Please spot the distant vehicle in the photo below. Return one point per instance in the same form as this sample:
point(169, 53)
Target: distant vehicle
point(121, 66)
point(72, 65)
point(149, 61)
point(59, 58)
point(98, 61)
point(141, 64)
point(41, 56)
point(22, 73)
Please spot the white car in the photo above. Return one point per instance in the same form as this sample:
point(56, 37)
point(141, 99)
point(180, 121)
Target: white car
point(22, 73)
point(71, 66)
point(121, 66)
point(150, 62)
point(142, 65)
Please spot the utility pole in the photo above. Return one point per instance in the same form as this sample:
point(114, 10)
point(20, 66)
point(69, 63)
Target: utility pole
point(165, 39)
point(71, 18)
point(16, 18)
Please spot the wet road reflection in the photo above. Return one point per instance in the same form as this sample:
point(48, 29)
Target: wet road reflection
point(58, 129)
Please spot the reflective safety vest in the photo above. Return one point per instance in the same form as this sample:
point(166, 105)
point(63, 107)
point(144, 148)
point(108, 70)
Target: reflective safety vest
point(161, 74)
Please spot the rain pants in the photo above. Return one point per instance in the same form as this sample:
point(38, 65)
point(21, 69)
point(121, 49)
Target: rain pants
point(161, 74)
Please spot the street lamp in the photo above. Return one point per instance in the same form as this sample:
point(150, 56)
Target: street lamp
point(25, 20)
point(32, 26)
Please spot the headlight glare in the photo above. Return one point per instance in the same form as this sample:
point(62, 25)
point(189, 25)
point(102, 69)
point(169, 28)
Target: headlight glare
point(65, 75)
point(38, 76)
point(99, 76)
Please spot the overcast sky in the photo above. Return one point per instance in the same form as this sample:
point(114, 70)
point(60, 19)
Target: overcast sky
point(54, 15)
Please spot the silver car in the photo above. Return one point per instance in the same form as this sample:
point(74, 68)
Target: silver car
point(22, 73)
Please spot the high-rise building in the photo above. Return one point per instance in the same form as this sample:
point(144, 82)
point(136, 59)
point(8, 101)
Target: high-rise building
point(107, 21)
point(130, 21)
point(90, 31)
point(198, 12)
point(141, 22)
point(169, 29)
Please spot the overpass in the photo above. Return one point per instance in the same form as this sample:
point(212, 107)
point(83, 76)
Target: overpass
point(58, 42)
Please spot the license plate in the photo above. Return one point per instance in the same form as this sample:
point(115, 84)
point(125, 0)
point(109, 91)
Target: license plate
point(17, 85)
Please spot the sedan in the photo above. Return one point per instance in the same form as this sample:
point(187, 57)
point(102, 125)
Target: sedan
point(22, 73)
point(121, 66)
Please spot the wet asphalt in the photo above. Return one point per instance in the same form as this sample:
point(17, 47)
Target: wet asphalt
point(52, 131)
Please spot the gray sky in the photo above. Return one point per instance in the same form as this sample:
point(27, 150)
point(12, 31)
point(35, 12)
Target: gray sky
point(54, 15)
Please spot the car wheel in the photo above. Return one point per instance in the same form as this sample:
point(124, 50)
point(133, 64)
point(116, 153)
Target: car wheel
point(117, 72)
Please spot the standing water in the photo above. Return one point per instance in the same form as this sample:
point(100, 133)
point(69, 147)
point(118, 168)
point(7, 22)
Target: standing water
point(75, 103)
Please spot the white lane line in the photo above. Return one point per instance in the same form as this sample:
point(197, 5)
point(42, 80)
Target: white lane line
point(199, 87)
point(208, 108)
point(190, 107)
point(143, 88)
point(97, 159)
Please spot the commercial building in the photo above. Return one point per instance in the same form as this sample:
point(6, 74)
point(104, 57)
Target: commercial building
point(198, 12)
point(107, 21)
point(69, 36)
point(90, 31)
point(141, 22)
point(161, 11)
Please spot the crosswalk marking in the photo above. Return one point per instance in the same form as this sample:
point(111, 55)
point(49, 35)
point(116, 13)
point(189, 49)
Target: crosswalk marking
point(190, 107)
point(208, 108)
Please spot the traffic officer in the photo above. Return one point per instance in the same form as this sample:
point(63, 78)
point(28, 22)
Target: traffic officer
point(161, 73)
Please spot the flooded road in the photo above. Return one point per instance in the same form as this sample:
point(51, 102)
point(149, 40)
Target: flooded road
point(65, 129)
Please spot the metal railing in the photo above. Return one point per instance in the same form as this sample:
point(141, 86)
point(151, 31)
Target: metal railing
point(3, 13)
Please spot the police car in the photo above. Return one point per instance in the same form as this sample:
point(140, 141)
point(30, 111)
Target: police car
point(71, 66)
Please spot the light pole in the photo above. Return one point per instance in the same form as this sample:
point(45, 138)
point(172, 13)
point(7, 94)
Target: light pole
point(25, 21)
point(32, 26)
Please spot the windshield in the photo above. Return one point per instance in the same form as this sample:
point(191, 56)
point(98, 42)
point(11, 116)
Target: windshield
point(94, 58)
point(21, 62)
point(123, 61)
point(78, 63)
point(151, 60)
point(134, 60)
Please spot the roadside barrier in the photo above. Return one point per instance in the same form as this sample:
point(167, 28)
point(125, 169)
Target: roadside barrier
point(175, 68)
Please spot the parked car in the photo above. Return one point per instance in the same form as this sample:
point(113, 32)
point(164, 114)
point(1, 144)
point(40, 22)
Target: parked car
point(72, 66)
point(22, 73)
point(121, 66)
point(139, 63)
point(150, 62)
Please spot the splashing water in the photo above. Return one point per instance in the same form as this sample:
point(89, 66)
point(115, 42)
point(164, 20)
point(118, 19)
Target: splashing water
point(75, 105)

◇ ◇ ◇ ◇

- [Requirements]:
Copy the entire listing above word for word, from its first line through its last.

- [In response]:
Please spot the distant vehicle in the photo below. Return one point per instance in the same form as this sample:
point(169, 53)
Target: distant vehicle
point(121, 66)
point(72, 65)
point(149, 61)
point(59, 58)
point(98, 61)
point(141, 64)
point(41, 56)
point(22, 73)
Please spot the white car in the photo above. Return one point per instance in the same form as this sample:
point(56, 37)
point(141, 99)
point(180, 121)
Target: white car
point(22, 73)
point(71, 66)
point(121, 66)
point(150, 62)
point(142, 65)
Please spot the utility pole in the photo above. Return one point per instance in the same form as this sample:
point(114, 10)
point(20, 66)
point(69, 63)
Target: utility pole
point(165, 39)
point(71, 18)
point(16, 18)
Please spot the wet road reflection in the photo above. Return one point per instance in the same form as this sample:
point(48, 29)
Target: wet road reflection
point(58, 129)
Please spot the reflective safety vest in the photo above. Return one point per instance in the same form as this sample:
point(166, 105)
point(63, 107)
point(144, 148)
point(108, 70)
Target: reflective safety vest
point(161, 74)
Please spot the rain pants in the photo above. Return one point per instance in the same form as this sample:
point(38, 65)
point(21, 69)
point(121, 49)
Target: rain pants
point(161, 74)
Please spot the street lamp in the photo above. Return one point per instance in the same form as this sample:
point(150, 56)
Target: street lamp
point(25, 20)
point(32, 26)
Please spot the headlight glare in the photo above. Return one point per instance in the same form as this sample:
point(62, 25)
point(189, 25)
point(102, 69)
point(169, 28)
Target: headlight glare
point(65, 75)
point(38, 76)
point(99, 76)
Please spot the overcast sky in the photo above. Return one point per instance in the same form as this sample:
point(114, 70)
point(60, 19)
Target: overcast sky
point(54, 15)
Please spot the silver car in the photo above. Return one point per instance in the same form as this sample:
point(74, 68)
Target: silver car
point(22, 73)
Please spot the high-rise building in the photo above. Return one point per instance in the same form as this sample:
point(144, 82)
point(136, 59)
point(8, 101)
Target: high-rise building
point(107, 21)
point(130, 21)
point(90, 31)
point(198, 12)
point(141, 22)
point(169, 29)
Please spot the overpass in the photo above. Return one point per instance in the same form as this sample:
point(212, 107)
point(83, 76)
Target: overpass
point(58, 42)
Please spot the license plate in the photo above. Return one point per instance in the same form as this sample:
point(115, 84)
point(125, 0)
point(109, 91)
Target: license plate
point(17, 85)
Please spot the sedan in the photo above. Return one point per instance in the same form as this sample:
point(187, 57)
point(102, 125)
Target: sedan
point(22, 73)
point(121, 66)
Please spot the wet asphalt in the photo above. Return one point per instance in the same form as this sample:
point(17, 47)
Target: wet asphalt
point(52, 131)
Please spot the gray sky in the photo above. Return one point per instance in the same form as this sample:
point(27, 150)
point(12, 31)
point(35, 12)
Target: gray sky
point(54, 15)
Please spot the car wheel in the photo above. Return one point per instance in the same form as this sample:
point(124, 50)
point(133, 64)
point(116, 153)
Target: car wheel
point(117, 72)
Please spot the standing water in the photo above. Return one point per instance in the same form as this sample:
point(100, 133)
point(69, 147)
point(118, 168)
point(7, 22)
Target: standing water
point(75, 103)
Please spot the white lane line in the photo above. Return one point per instance in the same form as this sample:
point(197, 5)
point(42, 80)
Target: white lane line
point(199, 87)
point(208, 108)
point(190, 107)
point(143, 88)
point(97, 159)
Please spot the commercial building in the photo above. Return one point per instance in the same form as this sample:
point(6, 74)
point(104, 57)
Target: commercial building
point(198, 12)
point(107, 21)
point(69, 36)
point(90, 31)
point(141, 22)
point(161, 11)
Please spot the crosswalk marking in the photo above. Return one point per instance in the same form as this sample:
point(111, 55)
point(49, 35)
point(116, 13)
point(189, 49)
Target: crosswalk marking
point(190, 107)
point(208, 108)
Please spot the traffic officer in the photo above. Return one point per instance in the same form as this sample:
point(63, 78)
point(28, 22)
Target: traffic officer
point(161, 73)
Please spot the flooded road in the photo above. Return one point per instance in the same form as this sample:
point(51, 102)
point(149, 40)
Target: flooded road
point(65, 129)
Please spot the metal railing in the photo above. Return one point per instance in the same form as this sample:
point(141, 86)
point(151, 31)
Target: metal railing
point(3, 13)
Please spot the police car in the photo above. Return one point per instance in the same form as this sample:
point(140, 141)
point(30, 111)
Target: police car
point(71, 66)
Please spot the light pole in the photo above. Return one point per instance in the same form as this sample:
point(45, 138)
point(172, 13)
point(7, 94)
Target: light pole
point(25, 21)
point(32, 26)
Please spot the windshield in the photo above. Return one point per instance in the same form as this sample:
point(191, 56)
point(98, 42)
point(11, 116)
Target: windshield
point(94, 58)
point(21, 62)
point(123, 61)
point(78, 63)
point(151, 60)
point(134, 60)
Please spot the roadside barrier in the photo above. Return one point per instance in the same form as this sample:
point(167, 28)
point(125, 169)
Target: roadside barrier
point(175, 68)
Please spot the parked car in the photo above. Return one point per instance in the same form as this sample:
point(113, 32)
point(164, 114)
point(1, 144)
point(40, 22)
Target: parked car
point(72, 66)
point(22, 73)
point(121, 66)
point(139, 63)
point(150, 62)
Please spot the splashing water in the photo above. Return one point per instance in the same form as this sample:
point(89, 66)
point(115, 42)
point(164, 20)
point(118, 19)
Target: splashing water
point(75, 105)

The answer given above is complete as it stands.